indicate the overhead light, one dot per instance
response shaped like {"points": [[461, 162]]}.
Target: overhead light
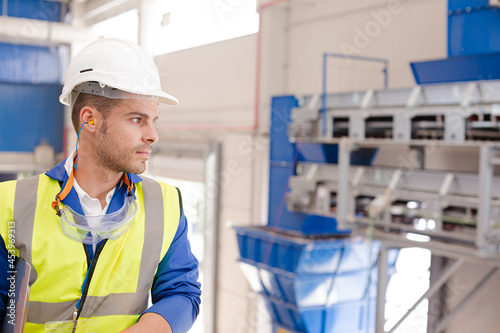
{"points": [[418, 238], [165, 21]]}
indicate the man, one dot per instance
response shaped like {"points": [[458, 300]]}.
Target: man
{"points": [[133, 229]]}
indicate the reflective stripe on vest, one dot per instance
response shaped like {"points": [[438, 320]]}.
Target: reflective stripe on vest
{"points": [[118, 288]]}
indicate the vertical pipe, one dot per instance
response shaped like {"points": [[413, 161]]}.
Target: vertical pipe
{"points": [[442, 324], [383, 280], [345, 147], [448, 272], [483, 214], [323, 106], [386, 74]]}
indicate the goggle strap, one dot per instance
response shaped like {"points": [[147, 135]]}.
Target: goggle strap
{"points": [[64, 192], [128, 183]]}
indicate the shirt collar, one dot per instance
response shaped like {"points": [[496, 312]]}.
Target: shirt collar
{"points": [[59, 171]]}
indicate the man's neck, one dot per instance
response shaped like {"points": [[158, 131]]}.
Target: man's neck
{"points": [[95, 180]]}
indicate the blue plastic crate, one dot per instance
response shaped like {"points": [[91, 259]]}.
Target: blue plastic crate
{"points": [[336, 254], [278, 328], [337, 318], [311, 289]]}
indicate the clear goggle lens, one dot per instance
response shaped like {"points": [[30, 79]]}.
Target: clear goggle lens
{"points": [[93, 229]]}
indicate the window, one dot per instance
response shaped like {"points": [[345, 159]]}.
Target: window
{"points": [[186, 24]]}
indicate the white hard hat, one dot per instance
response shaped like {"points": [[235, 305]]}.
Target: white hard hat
{"points": [[114, 63]]}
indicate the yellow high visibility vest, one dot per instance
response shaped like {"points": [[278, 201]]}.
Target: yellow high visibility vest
{"points": [[124, 272]]}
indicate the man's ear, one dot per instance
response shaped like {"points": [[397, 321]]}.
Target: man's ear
{"points": [[88, 115]]}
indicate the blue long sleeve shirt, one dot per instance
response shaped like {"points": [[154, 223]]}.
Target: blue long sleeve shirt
{"points": [[175, 291]]}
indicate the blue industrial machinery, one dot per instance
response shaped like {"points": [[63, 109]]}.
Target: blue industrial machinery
{"points": [[312, 275], [30, 83], [473, 45]]}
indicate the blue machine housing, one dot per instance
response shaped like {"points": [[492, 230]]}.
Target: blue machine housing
{"points": [[313, 277], [30, 84], [283, 159], [473, 45]]}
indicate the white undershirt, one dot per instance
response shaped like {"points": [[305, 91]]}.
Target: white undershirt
{"points": [[90, 206]]}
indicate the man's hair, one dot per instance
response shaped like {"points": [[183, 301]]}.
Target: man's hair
{"points": [[102, 104]]}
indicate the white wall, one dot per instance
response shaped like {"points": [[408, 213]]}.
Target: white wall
{"points": [[216, 88], [410, 31]]}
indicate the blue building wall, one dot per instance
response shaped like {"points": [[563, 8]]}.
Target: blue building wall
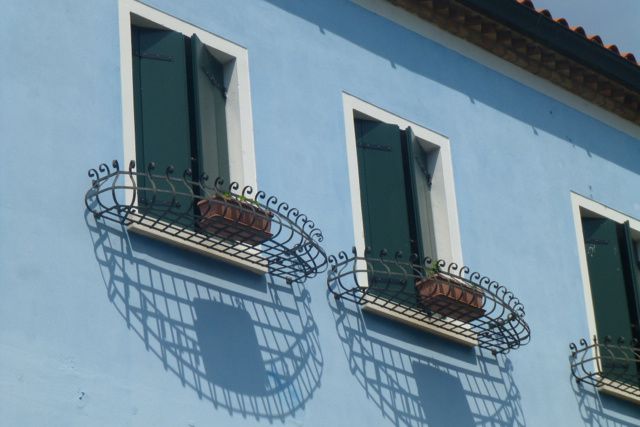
{"points": [[101, 328]]}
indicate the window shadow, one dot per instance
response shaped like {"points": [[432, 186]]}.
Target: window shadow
{"points": [[444, 385], [251, 349], [597, 409]]}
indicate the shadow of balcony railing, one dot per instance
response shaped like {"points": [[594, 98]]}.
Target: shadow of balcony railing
{"points": [[418, 387], [251, 349]]}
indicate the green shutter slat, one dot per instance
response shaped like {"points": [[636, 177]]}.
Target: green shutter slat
{"points": [[209, 98], [629, 261], [613, 304], [162, 121], [412, 193], [385, 206]]}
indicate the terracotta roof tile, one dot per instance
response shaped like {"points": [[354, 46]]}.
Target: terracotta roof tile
{"points": [[578, 30]]}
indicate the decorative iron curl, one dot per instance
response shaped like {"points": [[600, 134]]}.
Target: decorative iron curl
{"points": [[611, 363], [388, 281], [231, 220]]}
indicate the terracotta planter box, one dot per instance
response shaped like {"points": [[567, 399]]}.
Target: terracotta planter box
{"points": [[450, 297], [235, 219]]}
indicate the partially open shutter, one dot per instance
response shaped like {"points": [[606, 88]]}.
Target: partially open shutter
{"points": [[611, 290], [209, 98], [162, 121], [385, 206], [417, 244]]}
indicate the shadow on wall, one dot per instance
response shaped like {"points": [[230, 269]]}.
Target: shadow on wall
{"points": [[252, 350], [412, 389], [597, 409]]}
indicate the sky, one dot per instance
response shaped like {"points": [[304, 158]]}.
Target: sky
{"points": [[615, 21]]}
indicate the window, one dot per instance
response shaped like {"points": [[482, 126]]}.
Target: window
{"points": [[394, 194], [186, 97], [402, 190], [186, 102], [611, 270], [179, 100], [613, 276]]}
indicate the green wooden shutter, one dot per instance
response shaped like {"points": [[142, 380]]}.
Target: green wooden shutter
{"points": [[417, 244], [163, 132], [209, 98], [386, 207], [612, 290]]}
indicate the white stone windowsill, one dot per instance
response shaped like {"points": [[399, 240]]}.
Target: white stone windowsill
{"points": [[424, 324], [173, 237]]}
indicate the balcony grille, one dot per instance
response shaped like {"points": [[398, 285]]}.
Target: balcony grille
{"points": [[608, 363], [453, 301], [234, 222]]}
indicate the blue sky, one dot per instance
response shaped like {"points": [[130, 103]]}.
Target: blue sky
{"points": [[616, 21]]}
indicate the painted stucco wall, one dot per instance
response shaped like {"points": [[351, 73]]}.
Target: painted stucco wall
{"points": [[101, 328]]}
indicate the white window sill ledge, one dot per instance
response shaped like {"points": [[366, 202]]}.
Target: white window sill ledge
{"points": [[176, 240], [424, 323], [612, 389]]}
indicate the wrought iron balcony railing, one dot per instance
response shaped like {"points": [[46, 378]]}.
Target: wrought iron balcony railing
{"points": [[613, 366], [230, 222], [443, 298]]}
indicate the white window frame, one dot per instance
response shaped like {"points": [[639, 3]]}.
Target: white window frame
{"points": [[242, 165], [444, 208], [443, 195], [581, 205], [239, 120]]}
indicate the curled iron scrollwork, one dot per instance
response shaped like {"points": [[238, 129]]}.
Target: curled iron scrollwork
{"points": [[614, 363], [230, 220], [448, 297]]}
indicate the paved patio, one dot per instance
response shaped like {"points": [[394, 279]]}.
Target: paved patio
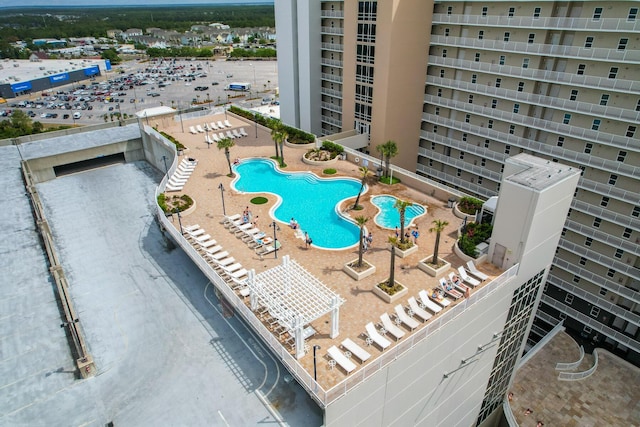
{"points": [[361, 305]]}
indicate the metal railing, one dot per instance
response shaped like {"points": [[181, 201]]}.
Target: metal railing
{"points": [[543, 22], [555, 77], [573, 52]]}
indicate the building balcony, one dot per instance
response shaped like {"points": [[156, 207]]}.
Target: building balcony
{"points": [[594, 299], [331, 121], [613, 217], [598, 137], [332, 107], [592, 323], [332, 30], [603, 282], [555, 77], [546, 23], [600, 111], [631, 56], [608, 239], [461, 145], [332, 77], [331, 62], [331, 92], [453, 180], [332, 14], [333, 47]]}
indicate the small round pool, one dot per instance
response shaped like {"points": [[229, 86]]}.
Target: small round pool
{"points": [[389, 217]]}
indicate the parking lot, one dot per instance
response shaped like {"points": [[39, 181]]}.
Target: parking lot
{"points": [[135, 85]]}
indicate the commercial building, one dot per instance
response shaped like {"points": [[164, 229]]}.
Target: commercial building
{"points": [[461, 87]]}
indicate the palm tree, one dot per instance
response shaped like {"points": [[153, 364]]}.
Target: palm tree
{"points": [[364, 171], [226, 143], [388, 150], [361, 221], [438, 227], [401, 206]]}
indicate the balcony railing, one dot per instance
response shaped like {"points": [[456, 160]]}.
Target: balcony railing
{"points": [[551, 23], [546, 125], [573, 52], [556, 77], [603, 111]]}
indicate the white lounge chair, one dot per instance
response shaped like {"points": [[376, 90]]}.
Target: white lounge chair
{"points": [[427, 303], [356, 350], [474, 271], [375, 336], [409, 322], [449, 289], [341, 359], [390, 327], [458, 285], [419, 311]]}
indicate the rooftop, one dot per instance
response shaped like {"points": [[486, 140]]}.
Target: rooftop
{"points": [[361, 305]]}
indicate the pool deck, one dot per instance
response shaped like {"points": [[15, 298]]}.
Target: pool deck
{"points": [[361, 305]]}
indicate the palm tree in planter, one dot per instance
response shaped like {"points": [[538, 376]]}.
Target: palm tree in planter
{"points": [[364, 171], [401, 206], [226, 143], [438, 227]]}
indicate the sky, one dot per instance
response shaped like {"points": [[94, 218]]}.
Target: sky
{"points": [[72, 3]]}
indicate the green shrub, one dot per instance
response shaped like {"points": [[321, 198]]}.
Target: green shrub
{"points": [[469, 205]]}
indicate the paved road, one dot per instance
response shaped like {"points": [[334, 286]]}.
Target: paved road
{"points": [[164, 352]]}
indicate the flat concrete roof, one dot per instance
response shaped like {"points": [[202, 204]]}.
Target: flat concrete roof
{"points": [[21, 70]]}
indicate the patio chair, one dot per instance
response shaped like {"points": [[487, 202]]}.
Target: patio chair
{"points": [[458, 284], [408, 321], [427, 303], [356, 350], [449, 289], [418, 311], [374, 337], [339, 358], [470, 280], [390, 327]]}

☆ ☆ ☆ ☆ ☆ ☆ ☆

*AIM OF THE TASK:* Reproduce word for word every line of the records from the line with "indicate the pool deck, one dot per instance" up to and including the final line.

*CORRECT RESULT:*
indicate the pool deck, one dot per instance
response shaped like {"points": [[15, 298]]}.
Target: pool deck
{"points": [[361, 305]]}
indicate the palm tree in planter, one dot per instance
response shaped like {"points": [[538, 376]]}.
Target: palm tree in planter
{"points": [[364, 171], [401, 206], [226, 143], [438, 227]]}
indicate the sky, one dot per instance
response shaped like {"points": [[94, 218]]}.
Target: sky
{"points": [[72, 3]]}
indicate the green shrub, one dot per instance
response shaped like {"points": [[321, 198]]}.
Target: green shrub
{"points": [[469, 205]]}
indicate the paved road, one dot per instance
response shaped like {"points": [[334, 286]]}.
Target: paved road
{"points": [[164, 352]]}
indicate the flat concrete roof, one dot per instance
response shaped like {"points": [[202, 204]]}.
Target: flat concrete roof
{"points": [[21, 70]]}
indicate the patio chair, one dot per instance
response shaped like {"points": [[487, 202]]}.
Target: patio chair
{"points": [[458, 284], [408, 321], [427, 303], [356, 350], [449, 289], [418, 311], [374, 337], [339, 358], [470, 280], [390, 327]]}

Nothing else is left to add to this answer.